**Exercise aim**
Output each entry verbatim and exclude every picture from it.

**Provided data**

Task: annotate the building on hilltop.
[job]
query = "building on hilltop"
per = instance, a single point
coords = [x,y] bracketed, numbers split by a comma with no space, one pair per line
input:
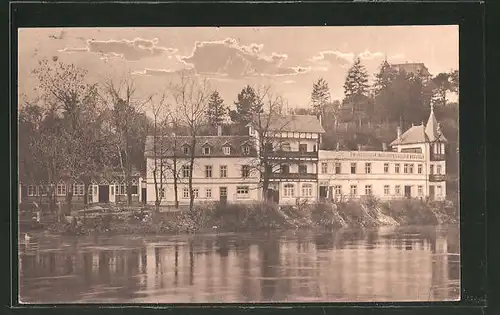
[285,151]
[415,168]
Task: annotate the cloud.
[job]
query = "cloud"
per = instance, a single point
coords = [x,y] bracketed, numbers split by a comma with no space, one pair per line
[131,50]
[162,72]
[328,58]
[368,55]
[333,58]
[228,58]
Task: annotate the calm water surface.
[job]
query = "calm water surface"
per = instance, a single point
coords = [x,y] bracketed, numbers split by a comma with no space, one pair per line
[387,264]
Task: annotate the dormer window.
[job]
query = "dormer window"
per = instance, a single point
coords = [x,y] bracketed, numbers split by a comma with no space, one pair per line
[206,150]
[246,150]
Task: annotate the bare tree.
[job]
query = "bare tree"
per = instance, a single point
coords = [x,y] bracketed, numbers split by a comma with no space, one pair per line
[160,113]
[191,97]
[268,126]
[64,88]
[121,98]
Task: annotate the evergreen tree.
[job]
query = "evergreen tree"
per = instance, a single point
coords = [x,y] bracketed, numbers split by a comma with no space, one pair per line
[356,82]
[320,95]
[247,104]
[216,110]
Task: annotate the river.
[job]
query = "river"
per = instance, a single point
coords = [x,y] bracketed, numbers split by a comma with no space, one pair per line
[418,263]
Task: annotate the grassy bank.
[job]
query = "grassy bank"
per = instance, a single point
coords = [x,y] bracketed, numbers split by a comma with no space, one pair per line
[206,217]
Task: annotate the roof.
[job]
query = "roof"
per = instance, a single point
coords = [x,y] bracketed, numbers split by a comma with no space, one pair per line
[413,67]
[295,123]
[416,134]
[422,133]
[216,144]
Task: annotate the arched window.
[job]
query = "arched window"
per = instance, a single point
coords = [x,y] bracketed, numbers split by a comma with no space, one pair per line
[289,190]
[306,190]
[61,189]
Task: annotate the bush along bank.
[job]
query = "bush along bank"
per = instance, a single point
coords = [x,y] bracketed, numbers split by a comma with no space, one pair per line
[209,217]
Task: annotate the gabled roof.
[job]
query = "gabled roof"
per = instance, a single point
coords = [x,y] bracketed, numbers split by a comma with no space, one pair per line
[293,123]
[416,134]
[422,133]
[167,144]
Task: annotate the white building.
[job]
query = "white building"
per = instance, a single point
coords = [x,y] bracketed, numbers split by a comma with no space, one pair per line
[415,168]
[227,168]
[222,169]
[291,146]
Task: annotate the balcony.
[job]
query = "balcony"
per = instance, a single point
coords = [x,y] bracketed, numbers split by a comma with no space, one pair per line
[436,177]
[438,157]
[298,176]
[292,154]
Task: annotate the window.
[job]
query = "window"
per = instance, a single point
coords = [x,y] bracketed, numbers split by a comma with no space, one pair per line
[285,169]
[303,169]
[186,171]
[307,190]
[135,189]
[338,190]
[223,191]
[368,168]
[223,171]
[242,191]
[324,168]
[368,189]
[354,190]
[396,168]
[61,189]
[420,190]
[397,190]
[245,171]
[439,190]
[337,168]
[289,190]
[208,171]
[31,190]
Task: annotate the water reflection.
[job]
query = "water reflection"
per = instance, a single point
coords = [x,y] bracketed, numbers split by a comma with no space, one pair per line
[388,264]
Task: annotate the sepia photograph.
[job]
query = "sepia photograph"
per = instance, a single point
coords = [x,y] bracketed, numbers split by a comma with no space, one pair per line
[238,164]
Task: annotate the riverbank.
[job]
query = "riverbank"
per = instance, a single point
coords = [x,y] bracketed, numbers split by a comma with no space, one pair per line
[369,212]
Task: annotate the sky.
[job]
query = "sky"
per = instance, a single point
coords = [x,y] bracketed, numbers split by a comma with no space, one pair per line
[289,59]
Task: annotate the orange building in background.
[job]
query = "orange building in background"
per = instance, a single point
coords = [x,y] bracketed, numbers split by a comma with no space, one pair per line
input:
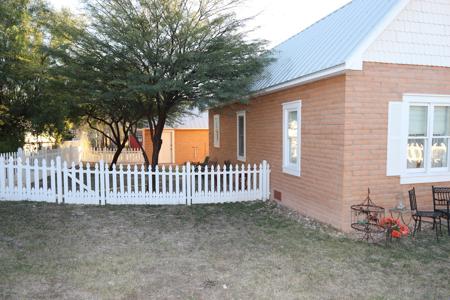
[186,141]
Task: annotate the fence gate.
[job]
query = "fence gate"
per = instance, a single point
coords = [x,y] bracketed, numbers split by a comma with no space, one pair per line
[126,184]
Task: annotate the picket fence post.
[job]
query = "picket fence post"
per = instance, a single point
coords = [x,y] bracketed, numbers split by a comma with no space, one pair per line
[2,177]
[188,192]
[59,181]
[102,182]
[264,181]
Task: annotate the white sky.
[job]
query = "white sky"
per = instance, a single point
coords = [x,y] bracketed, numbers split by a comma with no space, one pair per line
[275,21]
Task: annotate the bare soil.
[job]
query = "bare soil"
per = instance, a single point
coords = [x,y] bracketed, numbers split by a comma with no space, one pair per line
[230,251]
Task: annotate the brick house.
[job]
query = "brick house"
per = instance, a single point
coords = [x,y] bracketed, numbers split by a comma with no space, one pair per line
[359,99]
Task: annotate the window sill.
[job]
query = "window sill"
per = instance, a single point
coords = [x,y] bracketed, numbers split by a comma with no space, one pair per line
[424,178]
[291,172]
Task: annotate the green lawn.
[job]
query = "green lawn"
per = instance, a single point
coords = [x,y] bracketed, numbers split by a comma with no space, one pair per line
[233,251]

**Answer to the task**
Task: annotate the building on hilltop.
[job]
query = "building on hilltop"
per = instance, a single point
coords = [x,y] bracketed, numbers split by a comma with no space, one pair per line
input:
[285,151]
[415,168]
Task: annotate the cloud.
[job]
query = "cloud"
per = instance, a single point
coords = [x,y] bracketed, numbers split by a comma with no space, one pair per line
[131,50]
[162,72]
[328,58]
[368,55]
[333,58]
[228,58]
Task: annotate the calm water surface.
[job]
query = "calm water surface"
per = instance, a single point
coords = [x,y] bracketed, numbers split by a comma with no space, one pair per line
[387,264]
Task: annotate the dormer window.
[job]
query = "dormer window"
per = instance, a single point
coords = [x,y] bracketed, numbers split by a comma with no space, one pair per line
[206,150]
[246,150]
Task: annotate the bare tree.
[job]
query = "bare tree"
per = instance, a single point
coords = [x,y] bracketed, numbers split by a comma with no space, one pair per line
[160,113]
[191,97]
[268,126]
[64,88]
[121,98]
Task: annotate the evergreen tree.
[job]
query = "evergreen tree"
per = instance, a single point
coords = [x,y] bracketed, numbers split by a comma with no space, one pair per line
[356,82]
[320,95]
[247,104]
[216,110]
Task: annotate the river.
[job]
query = "river"
per = instance, a single point
coords = [x,y] bracketed, numbers split by a comma with no space, one pair per line
[418,263]
Task: annotate the grassy bank.
[job]
query = "grassy bank"
per = instance, a single point
coords = [x,y] bracketed, numbers split by a comma with no space, one pair per line
[206,217]
Task: annotate the roof.
[job]
query = "roof"
per = instance, a single point
coords = [x,y] bracketed, numbers split by a comma with no space, one pair per line
[413,67]
[295,123]
[416,134]
[422,133]
[216,144]
Task: annotate the arched window.
[job]
query = "arched window"
per = instance, a single point
coords = [x,y] bracketed, numbers split by a comma with no space, one pair per line
[289,190]
[306,190]
[61,189]
Task: annotate the bush along bank.
[job]
query = "bush along bank"
per = instance, a single point
coords = [x,y] bracketed, numbers split by a comma with no space, one pair per line
[209,217]
Task: annotate the gabled roof.
[job]
query = "gabled roof"
per = instance, a single point
coords = [x,y] bracketed, numbers split by a comma with no space, one pair per line
[293,123]
[416,134]
[422,133]
[167,144]
Task: annotate the white building.
[job]
query = "white building"
per = instance, a single point
coords = [x,y] bracketed, numbers split by a comma with no space, one pair per line
[415,168]
[227,168]
[222,169]
[291,146]
Task: annotate the balcony.
[job]
query = "balcony"
per = instance, a single point
coords = [x,y] bracketed, numbers split by a comma with no space, one pair per line
[436,177]
[438,157]
[298,176]
[292,154]
Task: annotate the window.
[job]
query = "window"
per = instance, a single point
coords = [x,y] bracketed, numbers split by a comma with no space, one pair per line
[285,169]
[303,169]
[186,171]
[307,190]
[135,189]
[338,190]
[223,191]
[368,168]
[223,171]
[242,191]
[324,168]
[368,189]
[354,190]
[396,168]
[61,189]
[420,190]
[397,190]
[245,171]
[439,190]
[337,168]
[289,190]
[208,171]
[31,190]
Task: annotate the water reflection.
[job]
query = "water reflection"
per = instance, a single point
coords = [x,y] bracketed, numbers split by a comma with no space, one pair per line
[388,264]
Task: annotate the sepia photograph.
[job]
query = "sepia photograph"
per = instance, a single point
coords = [x,y] bracketed, numbers split by a comma with no space, one pair per line
[238,164]
Task: annotate the riverbank.
[job]
query = "riverbank"
per = instance, a single point
coords = [x,y] bracketed, numbers split by a comma with no space, one pair per line
[369,212]
Task: annotate the sky.
[job]
query = "sky"
per = instance, a single point
coords = [x,y] bracketed, numbers split by a comma with no space, one pair per line
[289,59]
Task: annotate the orange building in background.
[job]
query = "orange building in background"
per = instance, a single point
coords = [x,y] bracketed, numbers split by a comma with no space, one pair per line
input:
[186,141]
Task: annotate the fence gate.
[job]
query = "fence gate"
per = instance, a single point
coords = [x,y] bracketed, numbers split by a comma with no space, one pair per line
[126,184]
Task: annotate the picket fence post.
[job]
query = "picket fence post"
per = instance, a single point
coords = [x,y] bracketed, numbers split by a comma with no space, one pair per line
[2,177]
[188,192]
[59,181]
[102,182]
[264,181]
Task: annotate the white sky.
[job]
query = "white sky"
per = instance, a single point
coords = [x,y] bracketed, numbers split by a comma with no space, one pair per line
[275,21]
Task: annotate the bare soil.
[job]
query = "bare soil"
per = instance, a single point
coords = [x,y] bracketed, numbers split by a comma with no space, one pair per line
[230,251]
Task: annotate the brick house.
[job]
query = "brick house"
per = instance, a single point
coords = [x,y] bracketed, numbers split by a comma with no space, one pair per line
[359,99]
Task: annotate the window sill.
[job]
query = "window sill"
per = instance, a single point
coords = [x,y] bracketed, numbers split by a comma with no space, one pair per line
[424,178]
[291,172]
Task: annotate the green lawn.
[job]
query = "green lawn"
per = instance, a single point
coords = [x,y] bracketed, numbers split by a comma with no space, one pair per line
[233,251]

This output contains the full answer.